**Written instruction**
Copy all of the material below word for word, leaving out the pictures.
======
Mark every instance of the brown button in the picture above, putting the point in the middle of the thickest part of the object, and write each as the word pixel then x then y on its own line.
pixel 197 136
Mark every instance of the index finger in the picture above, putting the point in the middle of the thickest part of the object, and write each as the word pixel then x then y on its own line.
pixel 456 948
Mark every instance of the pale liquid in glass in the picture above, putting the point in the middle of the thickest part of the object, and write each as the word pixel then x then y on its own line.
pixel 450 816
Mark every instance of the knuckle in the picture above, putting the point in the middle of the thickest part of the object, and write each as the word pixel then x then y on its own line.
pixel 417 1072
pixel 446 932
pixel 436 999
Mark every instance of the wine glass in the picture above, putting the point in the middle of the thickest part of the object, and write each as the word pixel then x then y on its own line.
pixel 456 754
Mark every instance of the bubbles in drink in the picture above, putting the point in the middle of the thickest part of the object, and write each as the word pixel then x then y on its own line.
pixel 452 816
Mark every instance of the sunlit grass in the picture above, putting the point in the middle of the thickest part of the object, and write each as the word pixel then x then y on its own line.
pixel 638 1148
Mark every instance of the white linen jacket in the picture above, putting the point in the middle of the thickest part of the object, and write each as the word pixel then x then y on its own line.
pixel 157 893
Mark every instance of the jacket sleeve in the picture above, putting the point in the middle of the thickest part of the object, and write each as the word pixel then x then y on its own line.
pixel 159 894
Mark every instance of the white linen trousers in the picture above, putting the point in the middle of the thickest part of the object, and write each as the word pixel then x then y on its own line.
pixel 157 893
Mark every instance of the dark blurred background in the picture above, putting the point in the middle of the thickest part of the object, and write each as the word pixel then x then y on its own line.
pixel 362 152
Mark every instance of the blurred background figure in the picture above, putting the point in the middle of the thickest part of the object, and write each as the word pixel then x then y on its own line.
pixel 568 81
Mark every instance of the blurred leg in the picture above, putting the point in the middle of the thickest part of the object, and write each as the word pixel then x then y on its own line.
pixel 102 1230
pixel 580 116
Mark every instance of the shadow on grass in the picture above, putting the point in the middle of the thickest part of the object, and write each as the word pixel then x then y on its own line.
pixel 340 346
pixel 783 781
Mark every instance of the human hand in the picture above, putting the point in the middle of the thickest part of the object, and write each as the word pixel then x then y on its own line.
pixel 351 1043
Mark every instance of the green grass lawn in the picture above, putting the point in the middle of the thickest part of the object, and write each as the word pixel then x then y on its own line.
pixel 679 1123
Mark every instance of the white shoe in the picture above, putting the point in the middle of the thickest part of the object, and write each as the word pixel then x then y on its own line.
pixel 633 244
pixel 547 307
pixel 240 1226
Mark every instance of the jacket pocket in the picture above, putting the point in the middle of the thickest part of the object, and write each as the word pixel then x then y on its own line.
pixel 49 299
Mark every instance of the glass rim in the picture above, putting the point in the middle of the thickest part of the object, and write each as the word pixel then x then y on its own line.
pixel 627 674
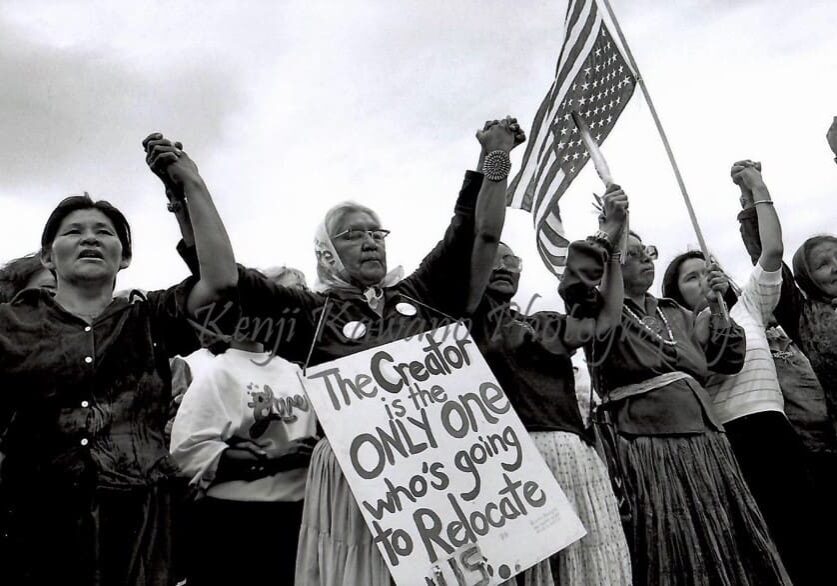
======
**Written answer**
Mark every instance of the brown button in the picture above, putting the point in the middle of the thickest part of the object, and write each as the word pixel then x then y on its own line.
pixel 197 136
Mark every instance of the index finger in the picture above, putting the point in the middle of the thickest part of the object, and write each as the word pixel then x then y on its own line.
pixel 456 948
Mark every instance of the pale liquid in glass in the picture above, putting the point in the middle of the thickest part of the object, and write each as the word pixel then x then y on its own line.
pixel 450 816
Mark every instance of the knuckle in the picture above, putting the point in the middle of the thickest part of the object, and write each as the word pixel then x then y on its own line.
pixel 417 1072
pixel 446 932
pixel 436 999
Mark every instance of the wine glass in the picture above, putting the point in the middle of the thickest part of the object, and write each as the word pixel then x then y on its own line.
pixel 456 754
Mark every instance of the bubbles in drink in the picture above, putting the point in the middle of the thickest part of the object, and write each as the word pixel then x then y on its own line.
pixel 452 816
Mark every instance of the sunlit grass in the picture above, putting the point in the middle of the thickest part of the object, and write each as the word pixel then x then y on its own line.
pixel 638 1148
Mark every instance of the white linen jacket in the picture above, putting the point in the middle of the thickest part of the object, and write each as the word pixel then x then y on its own line.
pixel 157 893
Mark every instance of the jacket sleeve in the picture above, putting the point in the middle of the thickest part of the object, and write each as the word pixel then x then y on its own line.
pixel 159 894
Mark every instance of the white linen trousers in the picture above, putting the point in the middle of the thickest part of the object, and write each as the word pixel then x then y on its own line.
pixel 157 893
Mark every instance of the dark blurred background in the picture above, putting the point in the middle of the thickest part of the object, and write each as the word pixel then x then y on its own line.
pixel 362 152
Mark every instance of the blurred background figure in the picture above, putting the point in the middle of the thickest part of the object, and write each as the word pixel then x then y on its own line.
pixel 568 81
Mark every instance of the blurred leg in the picture above, putting the point in the middle of the thickest part of the object, and write each as the word pixel then x then y on its own line.
pixel 102 1230
pixel 580 116
Mark every instance of the shadow on grass in the picture above, putting the point in the middle of the thickest part of the object, and write each as the word pixel then x then y on its own line.
pixel 340 346
pixel 783 781
Mark every instance of the human hand in the picture above, putting the point in the middle of the thickest part of the object, and write each as the word pixel then x then y on its own line.
pixel 351 1043
Mark every instance of the green grass lawn in the picture above, putting the point in the middle of the thickest part of the object, and write each as the word pixel then x then y on its own line.
pixel 679 1123
Mark every instance of the white shoe in the picture above, putting the point in the middle of the thickest part of the object, and write each as the word pixel then x then y on its own line.
pixel 633 244
pixel 547 307
pixel 240 1226
Mark every instance of the jacket pocket in the picture above, putting the point in the middle of the thickest part of the object, and write each as the word pixel then x then y on its own line.
pixel 49 299
Mark every instance of the glass rim in the picture above, putting the point in the middle of the thickest part of the object, and write each as the word pixel then x then y on its own line.
pixel 627 674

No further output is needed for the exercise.